Task requirements:
In the passage on liquid-stabilized oxygen, condense the paragraph beginning "Liquid-stabilized oxygen is nothing more" into a shorter version that keeps its main facts.

Supplied passage:
Everyone knows just how important oxygen is in life. To put it simply, without oxygen life on earth will simply be impossible. The only organisms that will survive will be those that do not require oxygen for their metabolic processes. Oxygen is so vital that man continues to develop more ways to obtain this precious element in higher concentrations than we are able to breathe in. This is the major impetus for the development of liquid-stabilized oxygen.

Liquid-stabilized oxygen is nothing more than using technology and one’s understanding of elementary chemistry in adding extra oxygen molecules to the body through means other than breathing. The way the human body obtains oxygen from the environment is through the process of respiration. Differences in air pressures between the lungs and the outside air facilitate the inward movement of air.
 

Do take note that when we inhale air, we are not inhaling pure oxygen; there are other gases as well. Oxygen only comprises about 21% of the air that we breathe.

Data extract:
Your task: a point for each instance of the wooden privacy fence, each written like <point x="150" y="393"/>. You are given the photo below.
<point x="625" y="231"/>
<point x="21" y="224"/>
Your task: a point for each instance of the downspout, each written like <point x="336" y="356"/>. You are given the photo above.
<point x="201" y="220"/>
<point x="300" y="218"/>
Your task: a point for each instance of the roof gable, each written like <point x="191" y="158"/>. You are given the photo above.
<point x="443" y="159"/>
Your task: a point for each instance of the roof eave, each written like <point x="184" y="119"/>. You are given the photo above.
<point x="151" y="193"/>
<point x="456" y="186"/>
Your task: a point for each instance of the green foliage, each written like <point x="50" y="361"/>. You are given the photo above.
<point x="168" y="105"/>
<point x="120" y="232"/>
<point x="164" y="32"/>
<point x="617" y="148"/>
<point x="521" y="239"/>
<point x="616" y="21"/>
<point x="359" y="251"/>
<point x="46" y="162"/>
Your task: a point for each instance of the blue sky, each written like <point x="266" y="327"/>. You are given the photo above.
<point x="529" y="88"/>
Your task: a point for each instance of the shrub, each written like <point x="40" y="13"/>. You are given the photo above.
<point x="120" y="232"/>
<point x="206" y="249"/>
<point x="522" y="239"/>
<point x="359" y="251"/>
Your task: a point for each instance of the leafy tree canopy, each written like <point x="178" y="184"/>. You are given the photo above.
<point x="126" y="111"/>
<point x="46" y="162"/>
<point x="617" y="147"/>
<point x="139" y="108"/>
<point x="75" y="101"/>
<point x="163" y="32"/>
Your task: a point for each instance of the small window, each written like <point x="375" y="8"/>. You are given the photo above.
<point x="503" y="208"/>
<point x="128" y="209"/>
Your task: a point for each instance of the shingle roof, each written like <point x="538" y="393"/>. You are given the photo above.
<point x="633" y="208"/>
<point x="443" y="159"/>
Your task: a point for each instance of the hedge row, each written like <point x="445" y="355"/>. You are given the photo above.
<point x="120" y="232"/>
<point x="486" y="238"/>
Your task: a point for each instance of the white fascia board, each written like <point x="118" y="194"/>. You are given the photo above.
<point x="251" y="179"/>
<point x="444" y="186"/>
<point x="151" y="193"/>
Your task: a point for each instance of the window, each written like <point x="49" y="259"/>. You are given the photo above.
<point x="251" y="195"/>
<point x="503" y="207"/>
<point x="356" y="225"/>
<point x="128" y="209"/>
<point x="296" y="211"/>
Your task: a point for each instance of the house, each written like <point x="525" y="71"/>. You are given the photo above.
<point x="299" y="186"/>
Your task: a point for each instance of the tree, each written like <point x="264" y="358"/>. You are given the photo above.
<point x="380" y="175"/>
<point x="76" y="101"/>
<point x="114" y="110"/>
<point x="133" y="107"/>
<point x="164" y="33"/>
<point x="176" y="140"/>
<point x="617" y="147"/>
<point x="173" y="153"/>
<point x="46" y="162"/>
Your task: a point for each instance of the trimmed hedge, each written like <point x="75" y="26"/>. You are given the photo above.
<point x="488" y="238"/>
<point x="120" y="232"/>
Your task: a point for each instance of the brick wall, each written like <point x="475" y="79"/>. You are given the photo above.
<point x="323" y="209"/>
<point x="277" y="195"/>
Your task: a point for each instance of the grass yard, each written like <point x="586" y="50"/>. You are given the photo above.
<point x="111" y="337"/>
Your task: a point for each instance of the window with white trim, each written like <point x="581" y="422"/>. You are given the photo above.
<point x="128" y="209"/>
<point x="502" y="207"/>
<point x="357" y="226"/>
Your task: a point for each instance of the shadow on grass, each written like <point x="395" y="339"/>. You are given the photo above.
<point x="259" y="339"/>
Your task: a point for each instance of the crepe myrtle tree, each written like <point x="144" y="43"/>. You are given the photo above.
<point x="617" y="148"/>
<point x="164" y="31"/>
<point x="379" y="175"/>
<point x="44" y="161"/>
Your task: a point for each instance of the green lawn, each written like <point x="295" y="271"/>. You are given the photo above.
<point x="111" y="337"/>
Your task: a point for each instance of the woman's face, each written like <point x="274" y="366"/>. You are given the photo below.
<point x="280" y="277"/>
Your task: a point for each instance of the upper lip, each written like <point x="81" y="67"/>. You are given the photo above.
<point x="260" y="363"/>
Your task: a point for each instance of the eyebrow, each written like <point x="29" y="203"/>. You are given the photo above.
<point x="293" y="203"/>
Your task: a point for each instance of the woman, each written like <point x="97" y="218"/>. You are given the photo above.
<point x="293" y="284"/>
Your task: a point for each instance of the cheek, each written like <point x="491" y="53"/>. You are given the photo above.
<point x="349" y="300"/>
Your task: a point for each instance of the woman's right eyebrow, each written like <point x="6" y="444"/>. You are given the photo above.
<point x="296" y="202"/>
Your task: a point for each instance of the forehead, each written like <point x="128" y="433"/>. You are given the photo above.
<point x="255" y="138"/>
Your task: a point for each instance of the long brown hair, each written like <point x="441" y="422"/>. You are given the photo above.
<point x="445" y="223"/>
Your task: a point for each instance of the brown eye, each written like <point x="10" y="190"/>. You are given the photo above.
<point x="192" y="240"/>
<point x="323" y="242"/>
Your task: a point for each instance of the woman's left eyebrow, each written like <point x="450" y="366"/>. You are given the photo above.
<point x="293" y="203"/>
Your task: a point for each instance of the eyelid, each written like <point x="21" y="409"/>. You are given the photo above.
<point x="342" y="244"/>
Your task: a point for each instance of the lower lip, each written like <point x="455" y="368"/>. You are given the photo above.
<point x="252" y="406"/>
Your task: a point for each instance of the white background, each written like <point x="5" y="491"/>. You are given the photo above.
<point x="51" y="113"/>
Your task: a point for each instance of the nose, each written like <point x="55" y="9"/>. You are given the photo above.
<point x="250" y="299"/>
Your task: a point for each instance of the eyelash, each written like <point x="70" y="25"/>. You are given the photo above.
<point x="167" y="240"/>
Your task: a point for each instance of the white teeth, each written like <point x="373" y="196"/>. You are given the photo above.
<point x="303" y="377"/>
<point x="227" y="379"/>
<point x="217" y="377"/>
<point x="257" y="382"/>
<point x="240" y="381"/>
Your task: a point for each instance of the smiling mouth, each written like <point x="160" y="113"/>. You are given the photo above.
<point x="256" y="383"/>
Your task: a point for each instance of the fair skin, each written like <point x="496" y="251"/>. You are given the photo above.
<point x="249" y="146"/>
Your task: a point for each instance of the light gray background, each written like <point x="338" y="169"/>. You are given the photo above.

Answer area:
Liquid-stabilized oxygen uses technology and basic chemistry to add extra oxygen molecules to the body by means other than breathing. Normally the body takes in oxygen through respiration, in which differences in air pressure between the lungs and the outside air draw air inward.